Exercise brief
All of the data needs to be printed again, exactly as written.

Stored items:
══════════

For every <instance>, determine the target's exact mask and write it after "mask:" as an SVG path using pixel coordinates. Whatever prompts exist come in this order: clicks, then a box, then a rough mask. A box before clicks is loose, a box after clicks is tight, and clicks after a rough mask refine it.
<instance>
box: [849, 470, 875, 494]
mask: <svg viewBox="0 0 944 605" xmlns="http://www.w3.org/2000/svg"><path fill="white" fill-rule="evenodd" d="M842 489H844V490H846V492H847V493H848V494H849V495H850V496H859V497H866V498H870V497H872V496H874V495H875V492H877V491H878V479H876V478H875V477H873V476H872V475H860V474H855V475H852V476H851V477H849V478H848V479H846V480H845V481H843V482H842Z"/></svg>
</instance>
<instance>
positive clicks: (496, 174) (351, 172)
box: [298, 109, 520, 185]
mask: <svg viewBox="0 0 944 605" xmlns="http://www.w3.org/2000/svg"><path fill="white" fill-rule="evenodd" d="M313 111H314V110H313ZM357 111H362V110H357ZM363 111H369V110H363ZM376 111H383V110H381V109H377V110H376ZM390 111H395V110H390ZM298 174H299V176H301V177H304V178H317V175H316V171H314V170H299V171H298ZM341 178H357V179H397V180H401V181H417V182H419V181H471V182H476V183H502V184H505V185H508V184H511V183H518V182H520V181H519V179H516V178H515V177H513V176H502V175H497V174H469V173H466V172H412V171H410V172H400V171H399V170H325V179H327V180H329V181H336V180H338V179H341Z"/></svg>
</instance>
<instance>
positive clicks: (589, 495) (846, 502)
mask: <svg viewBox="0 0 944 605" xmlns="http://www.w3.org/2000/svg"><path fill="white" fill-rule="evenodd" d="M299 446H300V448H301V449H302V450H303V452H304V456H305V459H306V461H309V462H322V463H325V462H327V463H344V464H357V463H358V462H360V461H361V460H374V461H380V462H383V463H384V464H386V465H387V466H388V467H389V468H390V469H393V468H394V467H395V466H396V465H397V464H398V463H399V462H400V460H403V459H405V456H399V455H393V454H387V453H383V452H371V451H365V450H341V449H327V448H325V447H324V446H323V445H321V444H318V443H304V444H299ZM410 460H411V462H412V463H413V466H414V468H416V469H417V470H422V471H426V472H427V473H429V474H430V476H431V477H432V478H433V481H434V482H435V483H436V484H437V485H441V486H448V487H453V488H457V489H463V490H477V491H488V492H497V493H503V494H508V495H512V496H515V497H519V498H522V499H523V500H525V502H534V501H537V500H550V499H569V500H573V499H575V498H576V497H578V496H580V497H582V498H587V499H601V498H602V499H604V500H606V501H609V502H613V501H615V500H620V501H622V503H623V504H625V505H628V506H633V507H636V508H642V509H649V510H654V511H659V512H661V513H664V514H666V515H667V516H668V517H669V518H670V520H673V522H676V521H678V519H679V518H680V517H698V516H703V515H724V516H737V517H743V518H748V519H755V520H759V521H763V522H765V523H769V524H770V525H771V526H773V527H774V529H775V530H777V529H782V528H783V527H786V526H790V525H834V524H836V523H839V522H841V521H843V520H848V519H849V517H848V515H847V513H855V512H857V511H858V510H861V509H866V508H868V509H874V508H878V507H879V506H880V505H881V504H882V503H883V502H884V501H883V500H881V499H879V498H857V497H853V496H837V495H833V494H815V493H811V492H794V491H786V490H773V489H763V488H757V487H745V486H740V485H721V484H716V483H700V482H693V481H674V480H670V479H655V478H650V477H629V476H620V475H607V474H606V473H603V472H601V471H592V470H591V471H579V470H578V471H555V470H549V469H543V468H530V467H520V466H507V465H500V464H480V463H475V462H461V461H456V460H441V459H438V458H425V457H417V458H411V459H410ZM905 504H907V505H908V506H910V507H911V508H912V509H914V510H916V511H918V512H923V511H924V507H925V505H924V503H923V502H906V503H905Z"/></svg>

══════════

Reply
For every <instance>, determine the target's exact mask and write it after "mask:" as an SVG path using pixel coordinates. Whatever prompts exist come in this order: clicks, then a box, then a rough mask. A box before clicks is loose, a box after clicks is tight, and clicks after a rough mask refine it.
<instance>
box: [849, 470, 875, 494]
mask: <svg viewBox="0 0 944 605" xmlns="http://www.w3.org/2000/svg"><path fill="white" fill-rule="evenodd" d="M842 489H844V490H846V492H847V493H848V494H849V495H850V496H859V497H866V498H870V497H872V496H874V495H875V492H877V491H878V479H876V478H875V477H873V476H872V475H860V474H855V475H852V476H851V477H849V478H848V479H846V480H845V481H843V482H842Z"/></svg>
</instance>
<instance>
positive clicks: (496, 174) (351, 172)
box: [298, 109, 520, 185]
mask: <svg viewBox="0 0 944 605" xmlns="http://www.w3.org/2000/svg"><path fill="white" fill-rule="evenodd" d="M313 111H314V110H313ZM357 111H362V110H357ZM363 111H369V110H363ZM376 111H383V110H381V109H377V110H376ZM390 111H395V110H390ZM298 174H299V176H301V177H304V178H317V175H316V171H314V170H299V171H298ZM341 178H357V179H397V180H401V181H417V182H419V181H471V182H476V183H502V184H505V185H508V184H511V183H518V182H520V181H519V179H516V178H515V177H513V176H502V175H497V174H469V173H466V172H412V171H410V172H400V171H399V170H325V179H327V180H329V181H336V180H338V179H341Z"/></svg>
</instance>
<instance>
positive clicks: (589, 495) (846, 502)
mask: <svg viewBox="0 0 944 605" xmlns="http://www.w3.org/2000/svg"><path fill="white" fill-rule="evenodd" d="M299 446H300V448H301V449H302V450H303V452H304V456H305V459H306V461H309V462H322V463H325V462H327V463H344V464H357V463H358V462H360V461H361V460H374V461H380V462H383V463H384V464H386V465H387V466H388V467H389V468H390V469H393V468H394V467H395V466H396V465H397V464H398V463H399V462H400V460H403V459H405V456H399V455H393V454H387V453H383V452H371V451H365V450H341V449H327V448H325V447H324V446H323V445H321V444H318V443H304V444H299ZM410 460H411V462H412V463H413V466H414V468H416V469H417V470H422V471H426V472H427V473H429V474H430V476H431V477H432V478H433V481H434V482H435V483H436V484H437V485H441V486H448V487H453V488H457V489H463V490H477V491H488V492H497V493H503V494H508V495H512V496H515V497H519V498H522V499H523V500H525V502H534V501H537V500H550V499H569V500H573V499H575V498H576V497H578V496H580V497H582V498H587V499H601V498H602V499H604V500H606V501H609V502H613V501H615V500H620V501H622V503H623V504H625V505H628V506H633V507H636V508H642V509H649V510H654V511H659V512H661V513H664V514H666V515H667V516H668V517H669V518H670V520H673V522H676V521H678V519H679V518H680V517H698V516H703V515H724V516H737V517H743V518H748V519H755V520H759V521H763V522H765V523H769V524H770V525H771V526H773V527H774V529H775V530H777V529H782V528H783V527H786V526H790V525H834V524H836V523H839V522H841V521H843V520H848V519H849V517H848V515H847V513H855V512H857V511H858V510H861V509H866V508H868V509H874V508H878V507H879V506H880V505H881V504H882V503H883V502H884V501H883V500H881V499H879V498H857V497H853V496H837V495H833V494H815V493H811V492H794V491H786V490H773V489H763V488H757V487H745V486H740V485H721V484H716V483H700V482H693V481H674V480H670V479H655V478H650V477H629V476H620V475H607V474H606V473H603V472H601V471H592V470H591V471H579V470H578V471H555V470H549V469H543V468H530V467H520V466H507V465H500V464H480V463H475V462H461V461H456V460H441V459H438V458H425V457H417V458H411V459H410ZM905 504H907V505H908V506H910V507H911V508H912V509H914V510H916V511H918V512H923V511H924V507H925V505H924V503H923V502H906V503H905Z"/></svg>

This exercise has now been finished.